- [Selected extract]
* * *
Now that we have the table object, we need to step through the rows.  First we'll find the header row so we can populate what the field names will be in our data.  Here we're searching for tags under the table tag whose class attritbute is "colhead".  

In [10]:
#we are looking for distinguishing header row from other rows; in this case, it is distinguised by class "colhead"
table_head = table.find(attrs={"class":'colhead'}) #find rows where class = colhead
print table_head.prettify()

<tr align="right" class="colhead">
 <td align="left" style="width:20px;">
  RK
 </td>
 <td align="left">
  PLAYER
 </td>
 <td align="left">
  TEAM
 </td>
 <td>
  <a href="http://espn.go.com/nba/statistics/player/_/stat/scoring-per-game/sort/gamesPlayed/qualified/false" title="Games Played">
   GP
  </a>
 </td>
 <td>
  <a href="http://espn.go.com/nba/statistics/player/_/stat/scoring-per-game/sort/avgMinutes/qualified/false" title="Minutes Per Game">
   MPG
  </a>
 </td>
 <td>
  <a href="http://espn.go.com/nba/statistics/player/_/stat/scoring-per-game/sort/avgPoints/qualified/false/order/false" title="Points Per Game">
   PTS
  </a>
 </td>
 <td>
  <span title="Field Goals Made-Attempted Per Game">
   FGM-FGA
  </span>
 </td>
 <td>
  <a href="http://espn.go.com/nba/statistics/player/_/stat/scoring-per-game/sort/fieldGoalPct/qualified/false" title="Field Goal Percentage">
   FG%
  </a>
 </td>
 <td>
  <span title="3-Point Field Goals Made-Attempted Per Game">
   3PM-3PA
  </span>
 </td>
 <t

Now we find the actual values by searching for the 'td' tags, which is the tag for table data.
* * *
- [Listed records]
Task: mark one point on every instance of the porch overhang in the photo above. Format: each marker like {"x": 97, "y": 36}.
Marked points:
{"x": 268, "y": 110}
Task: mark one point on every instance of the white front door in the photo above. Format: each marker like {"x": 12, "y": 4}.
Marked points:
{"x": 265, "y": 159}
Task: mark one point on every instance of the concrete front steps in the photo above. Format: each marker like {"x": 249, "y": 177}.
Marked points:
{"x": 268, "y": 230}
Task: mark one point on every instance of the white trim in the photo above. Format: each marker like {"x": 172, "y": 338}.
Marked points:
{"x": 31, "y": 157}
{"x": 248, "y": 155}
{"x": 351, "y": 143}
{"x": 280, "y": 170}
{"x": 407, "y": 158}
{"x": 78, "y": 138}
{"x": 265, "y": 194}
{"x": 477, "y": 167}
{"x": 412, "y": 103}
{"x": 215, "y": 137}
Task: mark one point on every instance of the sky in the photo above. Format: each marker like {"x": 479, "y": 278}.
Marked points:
* * *
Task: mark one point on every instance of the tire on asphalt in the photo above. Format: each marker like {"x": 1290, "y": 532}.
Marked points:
* * *
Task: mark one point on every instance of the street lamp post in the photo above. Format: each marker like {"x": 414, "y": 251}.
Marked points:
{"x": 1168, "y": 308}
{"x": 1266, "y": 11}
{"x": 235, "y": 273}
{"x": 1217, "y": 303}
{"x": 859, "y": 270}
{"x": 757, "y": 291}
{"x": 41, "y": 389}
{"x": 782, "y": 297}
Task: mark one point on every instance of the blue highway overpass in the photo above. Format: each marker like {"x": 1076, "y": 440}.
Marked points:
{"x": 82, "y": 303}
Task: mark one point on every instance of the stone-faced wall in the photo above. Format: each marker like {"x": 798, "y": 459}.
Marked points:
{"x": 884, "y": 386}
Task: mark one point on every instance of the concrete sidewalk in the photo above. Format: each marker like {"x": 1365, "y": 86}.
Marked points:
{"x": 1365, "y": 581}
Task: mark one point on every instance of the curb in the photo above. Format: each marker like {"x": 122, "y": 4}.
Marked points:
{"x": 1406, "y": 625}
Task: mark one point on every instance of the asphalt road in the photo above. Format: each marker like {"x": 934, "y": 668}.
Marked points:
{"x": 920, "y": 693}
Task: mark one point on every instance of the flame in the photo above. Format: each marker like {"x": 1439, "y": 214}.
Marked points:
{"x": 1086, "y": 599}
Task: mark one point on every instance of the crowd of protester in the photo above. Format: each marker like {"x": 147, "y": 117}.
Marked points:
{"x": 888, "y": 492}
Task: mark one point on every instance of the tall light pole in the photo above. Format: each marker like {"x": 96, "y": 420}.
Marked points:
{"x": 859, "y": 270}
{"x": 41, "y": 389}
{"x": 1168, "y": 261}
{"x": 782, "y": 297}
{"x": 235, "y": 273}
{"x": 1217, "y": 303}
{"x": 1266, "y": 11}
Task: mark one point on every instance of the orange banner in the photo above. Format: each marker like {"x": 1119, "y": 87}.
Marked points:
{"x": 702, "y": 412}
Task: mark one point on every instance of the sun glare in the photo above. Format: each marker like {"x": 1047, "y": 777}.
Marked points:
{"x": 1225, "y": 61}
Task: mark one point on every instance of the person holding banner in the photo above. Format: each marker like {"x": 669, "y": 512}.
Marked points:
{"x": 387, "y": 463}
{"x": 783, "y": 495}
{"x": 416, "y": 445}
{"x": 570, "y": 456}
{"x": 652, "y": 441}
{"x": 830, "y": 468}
* * *
- [Your tasks]
1. Reproduce the table-scraping tutorial word for word, covering the stretch from "Now that we" through "print table_head.prettify()".
2. Continue the table-scraping tutorial from its final sentence onward.
The entries are not used here.

- [Results by task]
1.
Now that we have the table object, we need to step through the rows.  First we'll find the header row so we can populate what the field names will be in our data.  Here we're searching for tags under the table tag whose class attritbute is "colhead".  

In [10]:
#we are looking for distinguishing header row from other rows; in this case, it is distinguised by class "colhead"
table_head = table.find(attrs={"class":'colhead'}) #find rows where class = colhead
print table_head.prettify()

2.
In [11]:
#now we've picked the row with each of the headers, and we need to go through and get each of its children
#findAll returns a list
header_cols = table_head.findAll('td') #td = table data = an HTML tag
print header_cols

[<td align="left" style="width:20px;">RK</td>, <td align="left">PLAYER</td>, <td align="left">TEAM</td>, <td><a href="http://espn.go.com/nba/statistics/player/_/stat/scoring-per-game/sort/gamesPlayed/qualified/false" title="Games Played">GP</a></td>, <td><a href="http://espn.go.com/nba/statistics/player/_/stat/scoring-per-game/sort/avgMinutes/qualified/false" title="Minutes Per Game">MPG</a></td>, <td><a href="http://espn.go.com/nba/statistics/player/_/stat/scoring-per-game/sort/avgPoints/qualified/false/order/false" title="Points Per Game">PTS</a></td>, <td><span title="Field Goals Made-Attempted Per Game">FGM-FGA</span></td>, <td><a href="http://espn.go.com/nba/statistics/player/_/stat/scoring-per-game/sort/fieldGoalPct/qualified/false" title="Field Goal Percentage">FG%</a></td>, <td><span title="3-Point Field Goals Made-Attempted Per Game">3PM-3PA</span></td>, <td><a href="http://espn.go.com/nba/statistics/player/_/stat/scoring-per-game/sort/threePointFieldGoalPct/qualified/false" t

Finally, we step through these columns and save them to a list to be used later.  We'll ignore the rank column (RK) because that doesn't give us anything we want later.  We also separate the **PLAYER** column into **PLAYER** and **POSITION**.

In [12]:
cols = [] #empty list that will create all the headers
for header_col in header_cols: #headercols = list of td tags
    val = header_col.string
    if val != 'RK':
        cols.append(val)
    if val == 'PLAYER':
        cols.append('POSITION')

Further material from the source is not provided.